## DOCUMENT EXCERPT

● ● ● ● ●

# Rapido FJ55 YMH Drive Off



## Traveller_HA5_3DOM (May 9, 2005)

Brit driving a Rapido satayed four nights with Ruben at Odissea in Dinar, Spain and then told Ruben he was going off for ten minutes to the shop and to reserve his place. He never returned that was two days ago.
If it was you or if you see this guy he owes 40 euro.
he can check out Odissea  and settle up.
It gets the Brits a bad name.
Maybe Nuke has had him through the books at some time
DVLA say its a Mercedes cab


----------



## Cherekee (May 1, 2005)

And he also gives fellow Rapido owners a bad name.

Alan


----------



## Traveller_HA5_3DOM (May 9, 2005)

So how do we keep it current to find out who he is?


----------



## Zebedee (Oct 3, 2007)

Traveller_HA5_3DOM said:


> So how do we keep it current to find out who he is?


Bump it occasionally.

The Mods have no problems with that - so long as you don't go OTT.

Dave


----------



## zulurita (May 9, 2005)

Can Reuben make an official complaint to the police and have him traced by his vehicle registration?


----------



## asprn (Feb 10, 2006)

zulurita said:


> Can Reuben make an official complaint to the police and have him traced by his vehicle registration?


Nope.

Well, to be more precise, yes he can, but it will go nowhere as there are no reciprocal arrangements for data-swapping for summary-only offences (non-serious ones, in layman's terms).

Dougie.


----------



## Jented (Jan 12, 2010)

Hi.
Its a bit late now,but when on sites,they usually keep the ACSI card,or Int/Camp. card,that has all sorts of information on them,perhaps he should start to do this with a vengeance. It takes all sorts to make a world.
Ted.


----------



## 747 (Oct 2, 2009)

I think you lot are too quick to judgement on this.

The poor fella could have been gassed and robbed at the Supermarket. 8O


----------



## asprn (Feb 10, 2006)

Jented said:


> Its a bit late now,but when on sites,they usually keep the ACSI card,or Int/Camp. card,that has all sorts of information on them


Or his passport? In Spain, it's an offence for sites NOT to take a copy of the passport and keep it on file (and the Policia Locale check). That would be where I would start - comparatively easy to put a marker on the name which would stand a reasonable chance of getting hold of him at the border.

Dougie.


----------



## inkey-2008 (May 24, 2008)

The site we are on in Spain are on a data site that they log all motorhomes cars etc that book on the site if they are non payers from other sites it is flaged up and they inform the police.

Andy


----------



## Richard_M (Dec 17, 2010)

I never really understand why sites don't just take payment on arrival: problem sorted.


----------



## Traveller_HA5_3DOM (May 9, 2005)

I guess if you run a motorhome stopover Not a camping site the rules re passports may differ. You do have to meet this young man Rubens to see how easy going he is. He has helped with one of the group whose clutch had gone and is so helpful to everyone. 
This does make him an easy target for those (fill in your own word here) who take advantage. The lad has only just set this lot up even extended the area to ensure all those from the MHF club could be accommodated. Includes free WiFi and has built nice toilets and showers, you don't see many of those on stopovers.

● ● ● ● ●

## DATASET EXCERPT
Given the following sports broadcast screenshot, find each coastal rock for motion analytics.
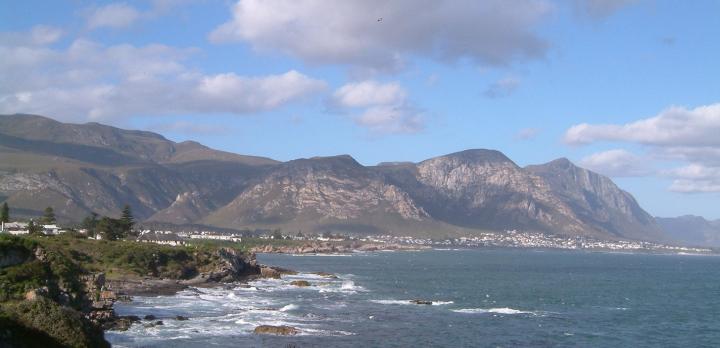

● ● ● ● ●

## PARTS OF THE EXERCISE
[a] According to the motorhome forum thread, how much does the Rapido driver owe?
[b] Proceed with the motorhome forum thread, picking up after its last sentence.
The material is not needed for anything asked here.

## TASK-BY-TASK RESULTS
[a] He owes 40 euros.

[b]
I will pass on your thoughts about how to avoid it happening again but would those in Spain in particular keep an eye out for him. He is by all accounts quite charming.


----------



## Penquin (Oct 15, 2007)

We once did something similar, we had booked in to a site an paid (we thought) electronically from the UK, this was confirmed when we got there and they said "all OK".

We left five days later and handed in the key, no problem they knew we were off - the system showed it.

Back in UK had an e-mail - "we took the details but never passed it through we thought you would pay in cash so you have left without paying......."

Panic stations as we had visions of the Gendarmes waiting at the port when we returned, but no problem; they took the details again and then took the money, and they apologised for the problem.

But this is just to show there can be "innocent" explanations which should not be overlooked - and by posting this it bumps it up the top again, I am sure others have done similar, are they prepared to admit it on here?

I do agree though that the owner should be contacted and told to pay up pronto........

The DVLA will supply the registered keepers name and address on payment of (I think) a £25 charge. (Hence how these "car parking charges" are sent to the keeper for a civil affair of e.g. overstaying a parking slot, or parking in the wrong place on private property (including supermarket car parks).

Dave


----------



## colpot (Jun 9, 2008)

Cherekee said:


> And he also gives fellow Rapido owners a bad name.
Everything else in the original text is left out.